## Begin Provided material

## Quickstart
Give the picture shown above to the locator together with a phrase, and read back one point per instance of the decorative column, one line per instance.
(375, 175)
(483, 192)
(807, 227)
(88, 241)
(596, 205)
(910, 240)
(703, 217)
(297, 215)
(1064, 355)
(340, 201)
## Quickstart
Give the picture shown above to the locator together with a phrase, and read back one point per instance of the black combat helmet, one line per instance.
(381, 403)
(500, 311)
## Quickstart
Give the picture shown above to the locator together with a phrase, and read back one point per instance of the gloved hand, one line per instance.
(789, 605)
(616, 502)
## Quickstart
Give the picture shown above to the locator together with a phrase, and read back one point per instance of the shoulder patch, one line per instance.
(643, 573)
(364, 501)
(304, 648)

## End Provided material
## Begin Provided material

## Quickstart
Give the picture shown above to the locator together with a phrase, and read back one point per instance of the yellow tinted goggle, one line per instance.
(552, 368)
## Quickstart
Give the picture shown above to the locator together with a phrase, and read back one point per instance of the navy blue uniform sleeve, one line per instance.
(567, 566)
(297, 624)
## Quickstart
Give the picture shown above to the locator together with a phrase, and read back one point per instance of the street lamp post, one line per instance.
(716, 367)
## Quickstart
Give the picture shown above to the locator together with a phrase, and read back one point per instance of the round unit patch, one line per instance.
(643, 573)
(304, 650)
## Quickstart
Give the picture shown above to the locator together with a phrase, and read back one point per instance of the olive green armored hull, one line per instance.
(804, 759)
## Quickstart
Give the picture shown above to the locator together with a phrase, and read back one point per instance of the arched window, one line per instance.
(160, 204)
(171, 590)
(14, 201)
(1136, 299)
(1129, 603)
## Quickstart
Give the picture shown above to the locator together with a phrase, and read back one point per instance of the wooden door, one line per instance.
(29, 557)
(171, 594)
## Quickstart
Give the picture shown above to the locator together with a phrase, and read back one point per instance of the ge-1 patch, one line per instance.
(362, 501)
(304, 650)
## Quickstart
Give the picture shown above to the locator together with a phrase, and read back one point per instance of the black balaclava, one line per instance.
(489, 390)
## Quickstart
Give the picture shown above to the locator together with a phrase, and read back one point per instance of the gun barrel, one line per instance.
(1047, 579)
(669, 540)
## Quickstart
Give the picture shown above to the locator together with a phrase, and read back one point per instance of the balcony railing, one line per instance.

## End Provided material
## Begin Provided material

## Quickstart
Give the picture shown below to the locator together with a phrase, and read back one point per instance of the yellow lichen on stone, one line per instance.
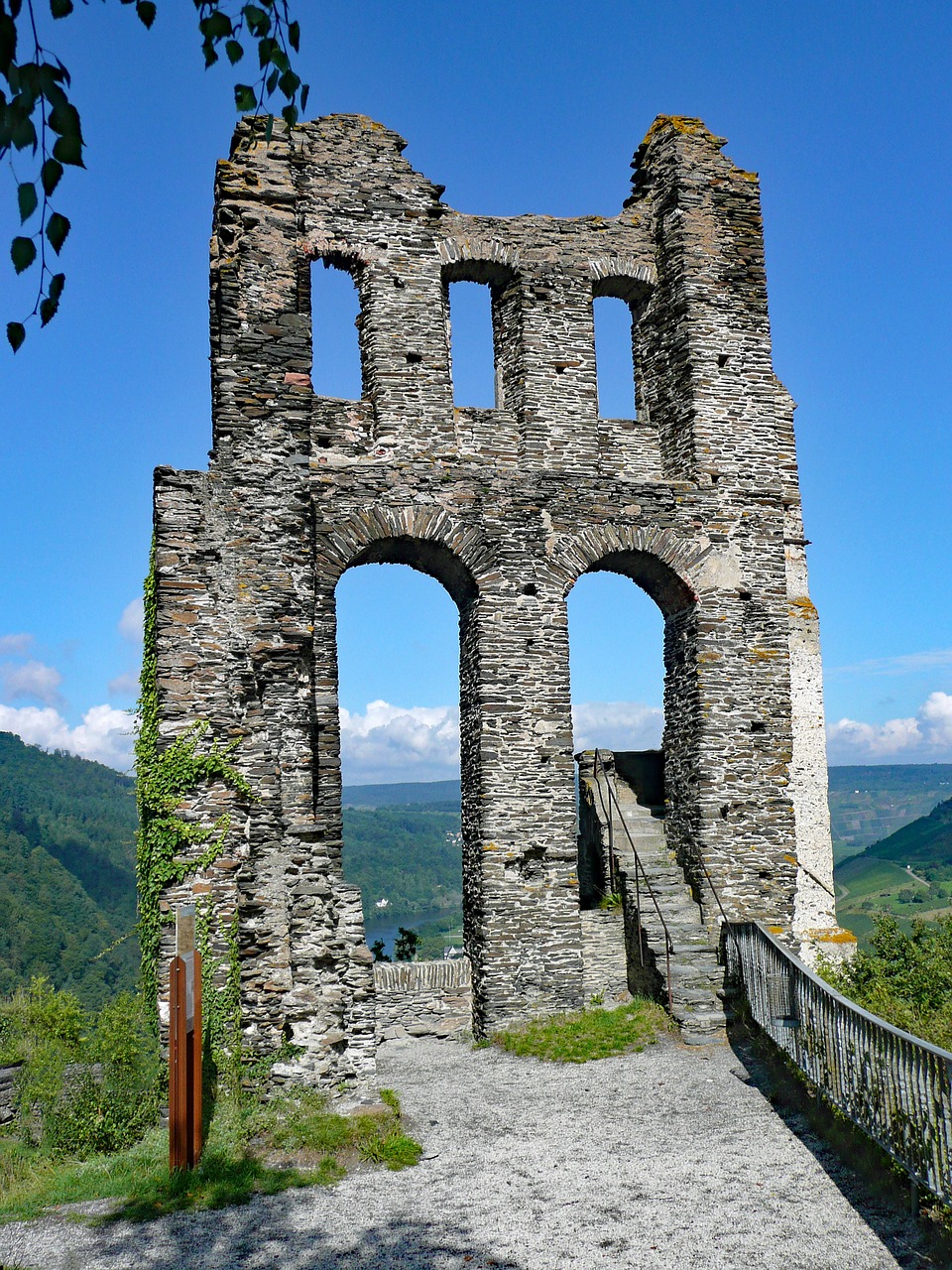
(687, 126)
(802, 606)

## End Provided material

## Exercise brief
Count the lines in the items above that contain the string "black". Reply with the number alone.

## Exercise solution
2